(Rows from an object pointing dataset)
--- Begin ---

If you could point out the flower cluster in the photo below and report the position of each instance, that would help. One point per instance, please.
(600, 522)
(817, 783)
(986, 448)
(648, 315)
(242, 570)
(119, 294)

--- End ---

What is needed:
Format every line of the items above as a JSON list of strings, with one string per line and blank lines omitted.

Answer to the task:
[
  "If you could point out the flower cluster in the photo below and report the position of each instance, that would help. One point per instance, please.",
  "(600, 522)",
  "(817, 783)",
  "(986, 448)",
  "(648, 315)",
  "(242, 570)",
  "(119, 294)"
]